Please give the listing again, word for word, with nothing left out.

(Source data)
————————

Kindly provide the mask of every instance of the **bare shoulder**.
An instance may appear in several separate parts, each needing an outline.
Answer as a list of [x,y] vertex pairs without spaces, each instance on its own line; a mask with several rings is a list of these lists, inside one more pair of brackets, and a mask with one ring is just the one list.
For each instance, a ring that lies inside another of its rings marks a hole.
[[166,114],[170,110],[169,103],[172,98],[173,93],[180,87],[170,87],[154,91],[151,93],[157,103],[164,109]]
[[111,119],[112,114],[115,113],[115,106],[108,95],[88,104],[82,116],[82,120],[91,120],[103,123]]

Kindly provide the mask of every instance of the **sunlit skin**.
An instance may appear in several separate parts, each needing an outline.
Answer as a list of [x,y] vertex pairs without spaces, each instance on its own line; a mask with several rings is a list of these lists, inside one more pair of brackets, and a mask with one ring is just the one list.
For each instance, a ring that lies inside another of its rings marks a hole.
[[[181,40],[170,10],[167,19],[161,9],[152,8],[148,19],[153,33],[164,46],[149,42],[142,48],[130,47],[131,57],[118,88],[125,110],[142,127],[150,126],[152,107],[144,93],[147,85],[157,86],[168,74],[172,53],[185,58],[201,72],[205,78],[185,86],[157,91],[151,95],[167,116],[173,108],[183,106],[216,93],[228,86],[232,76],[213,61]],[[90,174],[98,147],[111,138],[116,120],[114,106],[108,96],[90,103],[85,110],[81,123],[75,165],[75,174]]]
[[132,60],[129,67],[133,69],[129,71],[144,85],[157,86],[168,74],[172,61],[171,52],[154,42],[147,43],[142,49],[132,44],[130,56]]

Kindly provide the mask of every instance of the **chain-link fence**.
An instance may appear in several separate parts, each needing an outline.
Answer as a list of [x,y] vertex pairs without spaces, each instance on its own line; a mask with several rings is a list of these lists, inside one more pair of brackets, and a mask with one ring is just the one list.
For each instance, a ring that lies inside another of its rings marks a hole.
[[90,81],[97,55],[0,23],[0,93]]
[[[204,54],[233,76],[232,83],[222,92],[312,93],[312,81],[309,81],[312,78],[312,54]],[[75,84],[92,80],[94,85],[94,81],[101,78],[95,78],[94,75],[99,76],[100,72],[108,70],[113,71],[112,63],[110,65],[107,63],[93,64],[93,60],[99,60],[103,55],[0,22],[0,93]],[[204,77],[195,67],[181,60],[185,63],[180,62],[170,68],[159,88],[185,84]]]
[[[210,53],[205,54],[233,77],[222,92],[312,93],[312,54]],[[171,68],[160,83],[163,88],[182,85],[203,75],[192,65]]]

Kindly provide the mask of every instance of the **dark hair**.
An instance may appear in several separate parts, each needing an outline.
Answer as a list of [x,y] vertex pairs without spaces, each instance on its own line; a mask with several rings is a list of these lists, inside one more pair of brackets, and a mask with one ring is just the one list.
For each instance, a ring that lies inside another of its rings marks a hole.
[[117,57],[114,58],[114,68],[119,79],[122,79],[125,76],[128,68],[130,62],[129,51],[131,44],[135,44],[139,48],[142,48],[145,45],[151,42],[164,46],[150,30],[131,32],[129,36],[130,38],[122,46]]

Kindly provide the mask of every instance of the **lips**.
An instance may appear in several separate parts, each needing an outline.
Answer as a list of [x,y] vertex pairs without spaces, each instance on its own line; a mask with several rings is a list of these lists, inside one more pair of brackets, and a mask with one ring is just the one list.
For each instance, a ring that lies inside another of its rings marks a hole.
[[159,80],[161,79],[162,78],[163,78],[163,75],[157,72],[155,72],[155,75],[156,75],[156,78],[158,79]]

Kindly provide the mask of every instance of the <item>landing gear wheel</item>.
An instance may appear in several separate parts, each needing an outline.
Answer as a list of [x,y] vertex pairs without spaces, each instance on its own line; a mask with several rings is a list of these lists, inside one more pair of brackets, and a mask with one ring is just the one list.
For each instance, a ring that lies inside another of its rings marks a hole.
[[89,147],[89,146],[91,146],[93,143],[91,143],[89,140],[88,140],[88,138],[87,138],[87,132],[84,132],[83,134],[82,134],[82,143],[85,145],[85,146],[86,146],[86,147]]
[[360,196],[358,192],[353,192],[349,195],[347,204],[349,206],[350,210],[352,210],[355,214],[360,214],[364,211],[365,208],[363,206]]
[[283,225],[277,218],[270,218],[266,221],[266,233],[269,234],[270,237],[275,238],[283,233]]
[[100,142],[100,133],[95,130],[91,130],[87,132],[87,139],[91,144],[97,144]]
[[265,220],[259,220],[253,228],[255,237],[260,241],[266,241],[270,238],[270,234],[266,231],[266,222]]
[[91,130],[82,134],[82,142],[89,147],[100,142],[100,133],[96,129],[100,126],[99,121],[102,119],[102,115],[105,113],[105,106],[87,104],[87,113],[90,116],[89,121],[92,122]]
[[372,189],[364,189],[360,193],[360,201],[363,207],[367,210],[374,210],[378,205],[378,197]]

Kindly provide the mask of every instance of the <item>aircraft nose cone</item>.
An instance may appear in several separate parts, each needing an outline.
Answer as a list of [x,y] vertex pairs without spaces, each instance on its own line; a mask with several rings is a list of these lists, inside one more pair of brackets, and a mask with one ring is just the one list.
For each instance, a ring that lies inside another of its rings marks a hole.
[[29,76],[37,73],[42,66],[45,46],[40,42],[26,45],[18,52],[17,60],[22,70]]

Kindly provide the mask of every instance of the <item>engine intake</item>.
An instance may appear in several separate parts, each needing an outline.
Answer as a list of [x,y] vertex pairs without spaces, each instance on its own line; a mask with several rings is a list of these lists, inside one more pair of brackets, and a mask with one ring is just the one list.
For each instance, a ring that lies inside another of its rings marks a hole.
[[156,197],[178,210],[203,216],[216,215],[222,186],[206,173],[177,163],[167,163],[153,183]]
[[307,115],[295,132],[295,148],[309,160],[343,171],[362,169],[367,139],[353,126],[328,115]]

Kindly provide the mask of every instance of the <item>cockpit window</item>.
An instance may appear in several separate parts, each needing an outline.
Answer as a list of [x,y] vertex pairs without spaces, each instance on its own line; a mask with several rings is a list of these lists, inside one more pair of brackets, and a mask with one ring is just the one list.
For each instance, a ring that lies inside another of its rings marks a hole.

————————

_RESULT OF THIS EXERCISE_
Kindly provide the mask of every instance of the **bare shoulder**.
An instance may appear in several separate parts, each needing an outline.
Answer as a list of [x,y] vertex pairs without spaces, each instance on its own line; a mask with several rings is a list of these lists, inside one more pair of brackets, and a mask with one ring is just the one list.
For each instance, a ring that lies inside another of its rings marks a hole.
[[166,114],[170,110],[169,103],[172,98],[173,93],[180,87],[170,87],[154,91],[151,93],[157,103],[164,109]]
[[111,119],[112,114],[115,113],[115,106],[108,95],[88,104],[82,116],[82,120],[91,120],[103,123]]

Kindly provide the mask of every instance of the **sunlit skin**.
An instance may appear in several separate parts, each needing an outline.
Answer as a list of [x,y] vertex pairs without spaces, each instance on its own line; a mask with several rings is a list of these lists, inside one more pair of brackets, and a mask with one ring is just the one list.
For each instance, a ring that lies inside another of its rings marks a hole.
[[[181,40],[170,10],[167,19],[161,9],[152,8],[148,19],[153,33],[164,46],[149,42],[142,48],[130,47],[131,57],[118,88],[125,110],[142,127],[150,126],[152,107],[144,93],[147,85],[157,86],[168,74],[172,53],[185,58],[201,72],[205,78],[185,86],[157,91],[151,95],[167,116],[173,108],[183,106],[216,93],[228,86],[232,76],[213,61]],[[90,174],[98,147],[111,138],[116,120],[114,106],[108,96],[90,103],[85,110],[81,123],[75,165],[75,174]]]
[[132,60],[129,67],[133,69],[129,71],[144,85],[157,86],[168,74],[172,61],[171,52],[154,42],[147,43],[142,49],[132,44],[130,56]]

Kindly provide the mask of every instance of the **chain-link fence**.
An instance may appear in several separate parts, each needing an outline.
Answer as a list of [x,y] vertex pairs without spaces, each instance on its own line; a mask with several rings is a list of these lists, inside one more pair of brackets, and a mask with one ring is just the one list.
For each instance, a ring that lies inside another of its rings marks a hole.
[[90,81],[97,55],[0,23],[0,93]]
[[[204,54],[233,76],[232,83],[222,92],[312,93],[312,81],[309,81],[312,78],[312,54]],[[75,84],[92,80],[94,85],[94,81],[101,78],[95,78],[94,75],[99,76],[100,72],[108,70],[113,71],[112,63],[110,65],[107,63],[93,64],[93,60],[99,60],[103,55],[0,22],[0,93]],[[204,77],[195,67],[181,60],[185,63],[180,62],[170,68],[159,88],[185,84]]]
[[[210,53],[205,54],[233,77],[222,92],[312,93],[312,54]],[[171,68],[160,83],[163,88],[182,85],[203,75],[192,65]]]

Kindly provide the mask of every instance of the **dark hair**.
An instance may appear in several separate parts, each needing an outline.
Answer as a list of [x,y] vertex pairs without spaces, each instance on its own line; a mask with several rings is a list of these lists, inside one more pair of brackets, and a mask with one ring is just the one list.
For each instance, a ring that lies inside another of its rings marks a hole.
[[117,57],[114,58],[114,68],[119,79],[122,79],[125,76],[128,68],[130,62],[129,51],[131,44],[135,44],[139,48],[142,48],[145,45],[151,42],[164,46],[150,30],[131,32],[129,36],[130,38],[122,46]]

Kindly provide the mask of every instance of the **lips**.
An instance may appear in several separate parts, each needing an outline.
Answer as a list of [x,y] vertex pairs without spaces, each instance on its own line; a mask with several rings is a list of these lists, inside one more pair of brackets, and a mask with one ring is just the one list.
For each instance, a ring that lies inside another of its rings marks a hole.
[[159,80],[161,79],[162,78],[163,78],[163,75],[157,72],[155,72],[155,75],[156,75],[156,78],[158,79]]

Kindly provide the mask of every instance of the <item>landing gear wheel</item>.
An instance may appear in several separate parts, each needing an outline.
Answer as a list of [x,y] vertex pairs without spaces, each instance on its own line; a mask with several rings is a list of these lists, inside one more pair of brackets, and a mask with one ring is just the one list.
For each instance, a ring that lies inside another of its rings marks a hole.
[[89,147],[89,146],[91,146],[93,143],[91,143],[89,140],[88,140],[88,138],[87,138],[87,132],[84,132],[83,134],[82,134],[82,143],[85,145],[85,146],[86,146],[86,147]]
[[360,196],[358,192],[353,192],[349,195],[347,204],[349,206],[350,210],[352,210],[355,214],[360,214],[364,211],[365,208],[363,206]]
[[283,225],[277,218],[270,218],[266,221],[266,233],[269,234],[270,237],[275,238],[283,233]]
[[100,142],[100,133],[95,130],[91,130],[87,132],[87,139],[91,144],[97,144]]
[[265,220],[259,220],[253,228],[255,237],[260,241],[266,241],[270,238],[270,234],[266,231],[266,222]]
[[91,130],[82,134],[82,142],[89,147],[100,142],[100,133],[96,129],[100,126],[99,121],[102,119],[102,115],[105,113],[105,106],[87,104],[87,113],[90,116],[89,121],[92,122]]
[[372,189],[364,189],[360,193],[360,201],[363,207],[367,210],[374,210],[378,205],[378,197]]

Kindly provide the mask of every instance of the <item>aircraft nose cone</item>.
An instance may appear in several separate parts, each needing an outline.
Answer as a list of [x,y] vertex pairs without spaces, each instance on its own line; a mask with several rings is a list of these lists, inside one more pair of brackets, and a mask with one ring is just the one list.
For each instance, a ring that lies inside another of its rings marks a hole.
[[29,76],[37,73],[42,66],[45,46],[40,42],[26,45],[18,52],[17,60],[22,70]]

Kindly provide the mask of every instance of the <item>engine intake</item>.
An instance may appear in several separate parts, each needing an outline.
Answer as a list of [x,y] vertex pairs without spaces, each instance on its own line; a mask with several rings is a list of these lists, inside one more pair of brackets, and a mask with one ring is just the one list.
For each instance, a ring that lies inside another of its rings marks a hole.
[[156,197],[178,210],[203,216],[216,215],[222,186],[206,173],[177,163],[167,163],[153,183]]
[[307,115],[295,132],[295,148],[309,160],[343,171],[362,169],[367,139],[353,126],[328,115]]

Kindly provide the mask of every instance of the <item>cockpit window</item>.
An instance may appear in several separate parts, each needing an outline.
Answer as a list of [x,y] vertex pairs without spaces, each instance on its own line; a mask with several rings is a list of these lists, inside one more pair of brackets, and a mask with one ring is just the one list.
For each instance, a ring that lies inside another of its rings marks a hole.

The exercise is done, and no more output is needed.